What is needed | Copy out everything from the line containing "My project requires locating the navy" down to the line containing "430 744 517 894", and nothing else, keeping the wording of every line. Scale each bounding-box coordinate in those lines by 2.55 and round it to a whole number, with halves rounded up.

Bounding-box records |
Begin
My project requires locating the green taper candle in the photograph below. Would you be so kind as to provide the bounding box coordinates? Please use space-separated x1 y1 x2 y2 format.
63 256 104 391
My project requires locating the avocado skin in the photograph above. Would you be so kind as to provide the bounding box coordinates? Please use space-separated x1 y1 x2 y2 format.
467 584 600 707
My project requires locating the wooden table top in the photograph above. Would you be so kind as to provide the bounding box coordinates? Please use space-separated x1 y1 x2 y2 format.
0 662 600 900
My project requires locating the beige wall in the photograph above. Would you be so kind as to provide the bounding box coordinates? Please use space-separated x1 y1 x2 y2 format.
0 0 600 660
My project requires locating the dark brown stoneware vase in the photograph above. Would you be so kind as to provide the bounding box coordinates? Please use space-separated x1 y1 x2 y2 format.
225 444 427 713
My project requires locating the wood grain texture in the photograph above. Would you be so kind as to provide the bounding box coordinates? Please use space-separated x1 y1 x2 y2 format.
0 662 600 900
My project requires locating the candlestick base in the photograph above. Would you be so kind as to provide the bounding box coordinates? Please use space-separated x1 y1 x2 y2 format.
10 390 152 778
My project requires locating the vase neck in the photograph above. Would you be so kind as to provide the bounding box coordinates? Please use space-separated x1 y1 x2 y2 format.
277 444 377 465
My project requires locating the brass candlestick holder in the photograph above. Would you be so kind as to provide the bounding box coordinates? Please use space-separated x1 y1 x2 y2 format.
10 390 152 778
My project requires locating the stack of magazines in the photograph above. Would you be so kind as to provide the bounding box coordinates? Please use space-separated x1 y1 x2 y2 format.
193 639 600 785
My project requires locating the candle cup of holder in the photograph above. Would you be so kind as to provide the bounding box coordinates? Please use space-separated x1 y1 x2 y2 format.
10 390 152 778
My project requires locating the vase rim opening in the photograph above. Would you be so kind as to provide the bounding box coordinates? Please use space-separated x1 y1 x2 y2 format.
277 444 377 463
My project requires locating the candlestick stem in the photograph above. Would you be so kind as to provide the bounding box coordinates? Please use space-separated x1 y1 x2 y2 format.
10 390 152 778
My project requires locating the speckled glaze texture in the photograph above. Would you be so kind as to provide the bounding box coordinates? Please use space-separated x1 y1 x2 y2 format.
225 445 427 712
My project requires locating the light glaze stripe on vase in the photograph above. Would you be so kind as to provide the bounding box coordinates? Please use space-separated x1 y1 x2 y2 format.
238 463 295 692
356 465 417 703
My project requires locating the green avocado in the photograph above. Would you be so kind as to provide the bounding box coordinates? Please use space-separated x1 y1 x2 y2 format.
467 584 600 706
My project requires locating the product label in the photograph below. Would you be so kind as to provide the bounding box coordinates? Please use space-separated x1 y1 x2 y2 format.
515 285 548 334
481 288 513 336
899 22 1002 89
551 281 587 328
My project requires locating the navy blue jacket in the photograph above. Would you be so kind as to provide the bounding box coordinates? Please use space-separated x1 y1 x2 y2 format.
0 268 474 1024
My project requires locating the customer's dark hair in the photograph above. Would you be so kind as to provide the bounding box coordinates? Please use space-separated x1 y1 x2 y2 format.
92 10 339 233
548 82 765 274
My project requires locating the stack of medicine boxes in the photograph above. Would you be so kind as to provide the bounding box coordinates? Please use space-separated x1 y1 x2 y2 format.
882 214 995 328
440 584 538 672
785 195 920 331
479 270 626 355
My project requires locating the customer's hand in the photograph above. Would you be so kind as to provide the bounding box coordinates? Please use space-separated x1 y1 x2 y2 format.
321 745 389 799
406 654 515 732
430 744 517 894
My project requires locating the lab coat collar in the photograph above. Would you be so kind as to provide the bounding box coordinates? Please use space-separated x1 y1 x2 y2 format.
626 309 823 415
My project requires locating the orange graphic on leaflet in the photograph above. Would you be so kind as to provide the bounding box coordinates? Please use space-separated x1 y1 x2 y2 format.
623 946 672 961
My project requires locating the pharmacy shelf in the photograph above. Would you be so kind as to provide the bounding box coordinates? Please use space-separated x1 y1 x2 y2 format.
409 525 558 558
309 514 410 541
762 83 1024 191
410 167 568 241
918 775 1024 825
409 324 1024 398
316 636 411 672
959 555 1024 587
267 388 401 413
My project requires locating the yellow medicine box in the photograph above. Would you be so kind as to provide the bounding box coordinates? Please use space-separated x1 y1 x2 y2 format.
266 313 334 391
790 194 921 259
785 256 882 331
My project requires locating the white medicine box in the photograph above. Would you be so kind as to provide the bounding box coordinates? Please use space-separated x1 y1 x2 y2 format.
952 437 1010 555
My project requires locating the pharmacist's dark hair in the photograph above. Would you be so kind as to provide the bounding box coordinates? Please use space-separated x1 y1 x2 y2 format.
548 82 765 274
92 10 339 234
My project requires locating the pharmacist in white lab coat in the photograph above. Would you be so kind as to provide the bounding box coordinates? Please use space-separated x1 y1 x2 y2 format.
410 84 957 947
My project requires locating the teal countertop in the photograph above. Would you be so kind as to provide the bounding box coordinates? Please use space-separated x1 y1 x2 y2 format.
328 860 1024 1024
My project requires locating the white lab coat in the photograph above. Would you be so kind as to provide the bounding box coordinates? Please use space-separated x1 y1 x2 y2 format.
End
Answer in full |
My project requires locating the navy blue jacket in the photograph above. Would you be so kind as to provide the bounding box coordinates? Please use space-separated x1 y1 x2 y2 format.
0 683 1209 2611
My project requires locating the customer's dark hair in the photograph above. Would you be so kind as to provide the bounding box coordinates? Please use space-separated x1 y1 x2 y2 format.
235 26 864 594
1397 209 1951 699
My project requires locating the stack of medicine boxes in the photograph above. Would you be so kind as to provide the bounding box coordinates? Please use space-separated x1 y1 x2 y2 format.
2249 546 2537 836
1122 1489 1372 1714
2002 497 2346 844
1221 689 1596 905
My project requires locating the customer's hand in the photograph above. Would you be so kind as to provide the bounding box coordinates? Please use space-separated x1 y1 x2 y2 format.
819 1900 992 2037
1035 1668 1313 1867
1097 1897 1318 2280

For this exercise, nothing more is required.